Provided data
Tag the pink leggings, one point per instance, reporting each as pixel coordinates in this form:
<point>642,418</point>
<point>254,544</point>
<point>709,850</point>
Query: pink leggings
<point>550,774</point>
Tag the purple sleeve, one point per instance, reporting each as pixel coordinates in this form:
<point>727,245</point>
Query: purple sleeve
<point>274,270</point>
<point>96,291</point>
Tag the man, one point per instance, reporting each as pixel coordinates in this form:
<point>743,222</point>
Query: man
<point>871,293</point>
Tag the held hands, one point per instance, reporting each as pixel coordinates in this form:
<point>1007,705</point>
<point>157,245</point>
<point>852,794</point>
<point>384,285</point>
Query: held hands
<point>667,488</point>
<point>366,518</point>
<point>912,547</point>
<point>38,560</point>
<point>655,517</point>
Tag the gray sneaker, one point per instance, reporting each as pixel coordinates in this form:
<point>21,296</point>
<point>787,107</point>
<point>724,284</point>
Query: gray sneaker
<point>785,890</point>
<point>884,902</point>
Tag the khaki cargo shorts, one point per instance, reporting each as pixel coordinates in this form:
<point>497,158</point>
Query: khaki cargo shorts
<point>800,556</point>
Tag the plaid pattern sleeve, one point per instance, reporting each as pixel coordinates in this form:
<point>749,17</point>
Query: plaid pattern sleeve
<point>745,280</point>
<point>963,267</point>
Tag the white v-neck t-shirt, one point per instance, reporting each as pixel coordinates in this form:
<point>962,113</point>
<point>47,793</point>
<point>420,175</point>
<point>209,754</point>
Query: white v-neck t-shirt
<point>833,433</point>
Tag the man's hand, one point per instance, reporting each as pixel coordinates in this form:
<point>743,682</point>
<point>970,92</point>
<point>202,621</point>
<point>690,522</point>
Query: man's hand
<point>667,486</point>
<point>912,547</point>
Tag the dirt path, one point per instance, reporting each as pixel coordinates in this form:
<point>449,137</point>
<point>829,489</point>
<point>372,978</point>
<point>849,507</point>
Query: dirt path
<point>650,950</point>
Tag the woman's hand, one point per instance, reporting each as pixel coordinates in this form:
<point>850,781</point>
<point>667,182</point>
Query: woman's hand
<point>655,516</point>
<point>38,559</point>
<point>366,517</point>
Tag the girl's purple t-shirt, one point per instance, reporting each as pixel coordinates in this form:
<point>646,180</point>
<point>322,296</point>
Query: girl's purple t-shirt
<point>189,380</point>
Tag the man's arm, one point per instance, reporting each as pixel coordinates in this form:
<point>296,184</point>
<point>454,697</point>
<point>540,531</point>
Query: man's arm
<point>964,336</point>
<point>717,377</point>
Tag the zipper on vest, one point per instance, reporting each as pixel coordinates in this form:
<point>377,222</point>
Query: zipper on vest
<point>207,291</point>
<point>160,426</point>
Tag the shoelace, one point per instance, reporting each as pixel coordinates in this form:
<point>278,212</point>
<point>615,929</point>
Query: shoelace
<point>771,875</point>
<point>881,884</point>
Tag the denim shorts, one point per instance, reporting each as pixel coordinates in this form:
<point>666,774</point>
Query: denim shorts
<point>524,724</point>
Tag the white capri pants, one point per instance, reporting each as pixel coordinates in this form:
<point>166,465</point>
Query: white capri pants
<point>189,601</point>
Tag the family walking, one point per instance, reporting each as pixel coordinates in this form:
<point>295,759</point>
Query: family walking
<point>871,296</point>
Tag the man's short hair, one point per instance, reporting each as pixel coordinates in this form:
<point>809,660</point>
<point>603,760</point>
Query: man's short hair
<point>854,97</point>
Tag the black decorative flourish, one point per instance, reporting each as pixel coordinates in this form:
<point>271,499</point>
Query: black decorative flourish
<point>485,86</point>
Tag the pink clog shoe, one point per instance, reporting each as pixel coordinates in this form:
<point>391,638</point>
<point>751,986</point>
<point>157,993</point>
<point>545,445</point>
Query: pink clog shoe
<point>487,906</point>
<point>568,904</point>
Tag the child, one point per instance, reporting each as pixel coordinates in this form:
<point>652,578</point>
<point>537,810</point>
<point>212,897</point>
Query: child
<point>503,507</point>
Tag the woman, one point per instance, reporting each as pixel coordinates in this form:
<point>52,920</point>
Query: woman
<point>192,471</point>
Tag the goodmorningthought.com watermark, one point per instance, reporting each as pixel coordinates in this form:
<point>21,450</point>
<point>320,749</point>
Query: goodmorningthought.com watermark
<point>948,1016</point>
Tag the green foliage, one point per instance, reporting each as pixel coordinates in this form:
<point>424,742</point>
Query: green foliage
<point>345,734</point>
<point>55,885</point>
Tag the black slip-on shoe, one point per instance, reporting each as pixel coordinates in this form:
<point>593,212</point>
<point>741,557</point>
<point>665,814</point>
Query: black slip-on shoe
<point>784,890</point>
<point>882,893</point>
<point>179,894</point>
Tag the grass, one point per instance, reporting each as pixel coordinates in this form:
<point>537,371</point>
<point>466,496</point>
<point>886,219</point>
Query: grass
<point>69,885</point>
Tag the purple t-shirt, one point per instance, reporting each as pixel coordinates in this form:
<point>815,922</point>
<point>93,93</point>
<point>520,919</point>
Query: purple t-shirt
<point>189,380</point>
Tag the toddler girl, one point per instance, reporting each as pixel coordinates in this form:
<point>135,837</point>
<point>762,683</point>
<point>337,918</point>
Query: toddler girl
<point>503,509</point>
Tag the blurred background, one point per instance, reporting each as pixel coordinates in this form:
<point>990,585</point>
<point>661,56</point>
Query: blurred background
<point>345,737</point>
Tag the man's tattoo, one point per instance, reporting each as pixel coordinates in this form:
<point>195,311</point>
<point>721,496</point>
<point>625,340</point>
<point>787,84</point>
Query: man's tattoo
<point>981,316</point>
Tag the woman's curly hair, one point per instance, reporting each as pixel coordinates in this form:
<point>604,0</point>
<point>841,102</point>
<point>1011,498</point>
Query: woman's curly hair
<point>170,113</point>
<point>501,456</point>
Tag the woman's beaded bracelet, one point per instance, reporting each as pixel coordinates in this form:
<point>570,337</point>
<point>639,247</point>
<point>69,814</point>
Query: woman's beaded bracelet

Task prompt
Retype each line above exactly as written.

Task output
Tag the pink leggings, one point per instance, reporting each as pixel coordinates in this form:
<point>642,418</point>
<point>254,544</point>
<point>709,850</point>
Query: pink leggings
<point>550,774</point>
Tag the purple sleeve, one point per instance, reporting each as pixel coordinates in this form:
<point>727,245</point>
Query: purple sleeve
<point>274,270</point>
<point>96,291</point>
Tag the man, one point per instance, reporting each as pixel coordinates in this form:
<point>743,222</point>
Query: man
<point>871,293</point>
Tag the held hands, one point per instance, reporting each as pixel coordinates in this form:
<point>1007,705</point>
<point>157,245</point>
<point>852,794</point>
<point>384,285</point>
Query: held hands
<point>667,488</point>
<point>366,518</point>
<point>912,547</point>
<point>38,560</point>
<point>655,517</point>
Tag the gray sneaker, one point per instance, reporting each as pixel coordinates in this form:
<point>21,296</point>
<point>787,107</point>
<point>724,284</point>
Query: gray sneaker
<point>785,890</point>
<point>884,902</point>
Tag the khaki cargo shorts, one point per instance, reporting each as pixel coordinates in this form:
<point>497,158</point>
Query: khaki cargo shorts
<point>800,556</point>
Tag the plaid pattern sleeve, one point per instance, reporting each as pixel coordinates in this form:
<point>749,17</point>
Query: plaid pattern sleeve
<point>745,280</point>
<point>963,267</point>
Tag the white v-neck t-shirt, one point per instance, reporting each as pixel coordinates in this form:
<point>962,113</point>
<point>47,793</point>
<point>420,175</point>
<point>209,754</point>
Query: white v-neck t-shirt
<point>833,433</point>
Tag the man's hand, one point per instance, reporting each as pixel coordinates in this form:
<point>743,682</point>
<point>970,92</point>
<point>202,621</point>
<point>690,522</point>
Query: man's hand
<point>667,486</point>
<point>912,547</point>
Tag the dirt path, one point per instance, reporting each as pixel coordinates in this form:
<point>449,137</point>
<point>829,489</point>
<point>372,978</point>
<point>849,507</point>
Query: dirt path
<point>650,950</point>
Tag the woman's hand, one point per instance, reporting each as pixel coordinates in this form:
<point>850,781</point>
<point>667,182</point>
Query: woman's hand
<point>655,516</point>
<point>38,559</point>
<point>366,517</point>
Tag the girl's purple t-shirt, one point per instance, reporting each as pixel coordinates in this form:
<point>646,180</point>
<point>322,296</point>
Query: girl's purple t-shirt
<point>189,380</point>
Tag the man's arm, one point per instance, reporting each as pixel coordinates in this form:
<point>296,184</point>
<point>454,697</point>
<point>540,531</point>
Query: man's arm
<point>964,336</point>
<point>717,377</point>
Tag the zipper on vest, one point per instance, reporting each as pixel coordinates in this form:
<point>377,222</point>
Query: zipper on vest
<point>207,291</point>
<point>160,426</point>
Tag the shoelace, one point per instance, reporting each as pixel coordinates in this form:
<point>278,212</point>
<point>615,929</point>
Query: shoelace
<point>771,875</point>
<point>881,884</point>
Tag the denim shorts, one point per instance, reporting each as pixel coordinates in this form:
<point>666,774</point>
Query: denim shorts
<point>524,724</point>
Tag the white capri pants, one point per instance, reporting each as pixel coordinates in this form:
<point>166,465</point>
Query: white capri pants
<point>189,601</point>
Tag the family walking, one point per instance, reporting each as pixel coordinates in this form:
<point>295,759</point>
Query: family walking
<point>871,296</point>
Tag the man's short hair, one point per instance, reporting each as pixel coordinates in this form:
<point>809,660</point>
<point>603,760</point>
Query: man's short hair
<point>854,97</point>
Tag the black decorative flourish, one point per instance, reporting each as pixel coordinates in this form:
<point>271,499</point>
Query: black decorative flourish
<point>485,86</point>
Tag the pink clog shoe, one point per instance, reporting each as pixel coordinates in this form:
<point>391,638</point>
<point>751,986</point>
<point>157,993</point>
<point>545,445</point>
Query: pink clog shoe
<point>487,906</point>
<point>568,904</point>
Tag the child, one point per instance, reporting each as pixel coordinates in this form:
<point>652,578</point>
<point>537,810</point>
<point>212,897</point>
Query: child
<point>503,507</point>
Tag the woman, one point per instance, reporting each as pixel coordinates in this form:
<point>52,920</point>
Query: woman
<point>192,471</point>
Tag the goodmorningthought.com watermark, one point per instance, reporting each as pixel coordinates in this form:
<point>21,450</point>
<point>320,749</point>
Query: goodmorningthought.com watermark
<point>948,1016</point>
Tag the green foliage, one point per instance, reporting each as pixel coordinates in this form:
<point>424,742</point>
Query: green foliage
<point>345,734</point>
<point>55,885</point>
Tag the black slip-on shoe, one point per instance, reporting each as pixel coordinates in this form:
<point>593,212</point>
<point>741,557</point>
<point>665,814</point>
Query: black slip-on shoe
<point>784,890</point>
<point>882,893</point>
<point>179,894</point>
Tag the grass, one point per instance, reporting each as pixel coordinates in this form:
<point>537,371</point>
<point>466,496</point>
<point>886,219</point>
Query: grass
<point>69,885</point>
Tag the purple t-shirt, one point per instance, reporting each as pixel coordinates in this form:
<point>815,922</point>
<point>93,93</point>
<point>520,919</point>
Query: purple t-shirt
<point>189,380</point>
Tag the toddler girl, one point per instance, reporting each as pixel coordinates in this form:
<point>135,837</point>
<point>762,683</point>
<point>337,918</point>
Query: toddler girl
<point>503,509</point>
Tag the blurred background, one point per instance, reporting each as pixel coordinates in this form:
<point>990,585</point>
<point>661,56</point>
Query: blurred background
<point>345,737</point>
Tag the man's tattoo, one point per instance, reporting each as pixel coordinates in this form:
<point>195,311</point>
<point>721,496</point>
<point>625,340</point>
<point>787,84</point>
Query: man's tattoo
<point>981,316</point>
Tag the woman's curly hair, one point per instance, reporting each as pixel coordinates in this form:
<point>604,0</point>
<point>841,102</point>
<point>1011,498</point>
Query: woman's curly hair
<point>170,113</point>
<point>501,456</point>
Tag the woman's beaded bracelet, one point per instance, reporting each as pixel coordinates in this form:
<point>570,337</point>
<point>639,247</point>
<point>69,814</point>
Query: woman's beaded bracelet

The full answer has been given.